§ **GIVEN REQUEST**
Please copy every one of the records below word for word, keeping each line unchanged and in its original order.

§ **SUPPLIED ENTRIES**
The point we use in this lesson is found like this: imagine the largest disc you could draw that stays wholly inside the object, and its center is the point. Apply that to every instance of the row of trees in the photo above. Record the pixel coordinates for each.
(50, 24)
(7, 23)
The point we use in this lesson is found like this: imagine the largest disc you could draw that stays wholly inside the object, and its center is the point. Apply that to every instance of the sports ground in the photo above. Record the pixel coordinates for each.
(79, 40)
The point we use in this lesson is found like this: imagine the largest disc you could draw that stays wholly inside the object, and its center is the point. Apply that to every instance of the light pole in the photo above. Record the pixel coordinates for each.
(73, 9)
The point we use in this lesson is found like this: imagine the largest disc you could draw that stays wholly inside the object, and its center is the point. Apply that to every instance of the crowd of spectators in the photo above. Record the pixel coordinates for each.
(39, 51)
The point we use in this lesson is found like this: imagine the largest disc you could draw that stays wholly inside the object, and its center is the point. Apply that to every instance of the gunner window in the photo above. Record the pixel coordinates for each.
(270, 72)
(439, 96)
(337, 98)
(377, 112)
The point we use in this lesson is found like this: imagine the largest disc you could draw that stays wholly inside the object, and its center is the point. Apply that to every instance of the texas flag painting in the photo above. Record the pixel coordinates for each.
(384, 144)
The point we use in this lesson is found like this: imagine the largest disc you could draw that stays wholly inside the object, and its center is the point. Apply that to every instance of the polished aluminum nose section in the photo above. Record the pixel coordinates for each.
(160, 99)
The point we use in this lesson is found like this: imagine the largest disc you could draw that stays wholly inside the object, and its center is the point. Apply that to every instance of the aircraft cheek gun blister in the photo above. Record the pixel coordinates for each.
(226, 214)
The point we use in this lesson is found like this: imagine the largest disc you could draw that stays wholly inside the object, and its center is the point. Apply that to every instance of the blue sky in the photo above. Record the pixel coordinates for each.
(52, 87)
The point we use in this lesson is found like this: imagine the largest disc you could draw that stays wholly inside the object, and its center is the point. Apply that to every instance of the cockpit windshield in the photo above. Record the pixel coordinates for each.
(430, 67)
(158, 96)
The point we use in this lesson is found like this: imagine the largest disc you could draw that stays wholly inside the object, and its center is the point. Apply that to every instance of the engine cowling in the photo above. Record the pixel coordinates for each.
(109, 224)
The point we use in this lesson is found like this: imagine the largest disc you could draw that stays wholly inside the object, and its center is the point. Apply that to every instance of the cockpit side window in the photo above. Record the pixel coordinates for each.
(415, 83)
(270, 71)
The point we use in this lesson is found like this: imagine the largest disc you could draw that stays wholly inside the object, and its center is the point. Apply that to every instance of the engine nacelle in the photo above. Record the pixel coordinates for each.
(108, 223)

§ **ANSWER TO THIS TASK**
The point we use in this lesson is found like this: imagine the largest disc you could draw that stays wholly inside the object, and its center is the point. Apply that to every instance of the row of trees in the photo above. Record the pixel coordinates for each.
(50, 24)
(7, 23)
The point we use in this lesson is found like this: imagine the largest disc you could draw that stays wholly inside the object, and its center is the point. Apply that to every instance of the sports ground in the photo above. Record the pixel coordinates for each.
(79, 40)
The point we use in this lesson is found like this: imagine the largest disc you could draw that stays wholly inside the object, and its center is the point. Apply that to every instance of the light pole in the photo above. Record the pixel coordinates for each.
(73, 9)
The point we use in this lesson is found like this: imagine the largest disc you could draw that stays wholly inside the object, and its center is the point. Apply that to every instance of the crowd of spectators in the photo above. Record the pixel coordinates for each.
(39, 51)
The point we use in this lesson is found like this: imagine the largest disc you could draw that stays wholly inside the object, and its center is the point. Apply that to every instance of the gunner window in the photo above. Record the pixel coordinates for each.
(270, 72)
(439, 96)
(337, 98)
(377, 112)
The point we use in this lesson is found like this: imagine the largest disc you could draw that stays wholly inside the object, and its center is the point. Apply that to every instance of the texas flag painting in the photo above. Record the pixel coordinates for each.
(384, 144)
The point we use in this lesson is found like this: imagine the largest disc you could draw that stays wholly inside the object, and its center is the point. Apply that to every instance of the polished aluminum nose section in the photo above. Record the pixel coordinates for each.
(160, 99)
The point we use in this lesson is found like this: imagine the largest disc you could draw that stays wholly inside the object, and its center is the point. Apply that to every instance of the aircraft cheek gun blister in the photo above. Record the pixel coordinates for each.
(226, 214)
The point we use in this lesson is found like this: imagine the largest disc you could draw that stays wholly inside the object, and its center is the point. Apply that to every instance of the blue sky in the photo above. Record the pixel coordinates for each.
(52, 87)
The point we use in this lesson is found like this: imagine the largest disc you could draw that stays wholly inside the object, and its center is the point. Apply that to every instance of the cockpit windshield in the photo above. Record the pixel coordinates for each.
(430, 67)
(158, 96)
The point we use in this lesson is found like this: imagine the largest disc you could draw that stays wholly inside the object, and its center is the point. Apply that to every instance of the engine cowling in the photo above. Record the pixel coordinates for each.
(109, 224)
The point we use in this lesson is found like this: imagine the largest disc you could draw that stays wholly inside the object, and its center is the point. Apply that to every instance of the cockpit side window in the photo above. Record the pixel coordinates for each.
(415, 83)
(270, 71)
The point we use in this lesson is found like this: imagine the largest disc you could draw that stays wholly inside the object, and its center is the point. Apply that to every instance of the engine nacelle in the photo above. Record the pixel coordinates for each.
(108, 223)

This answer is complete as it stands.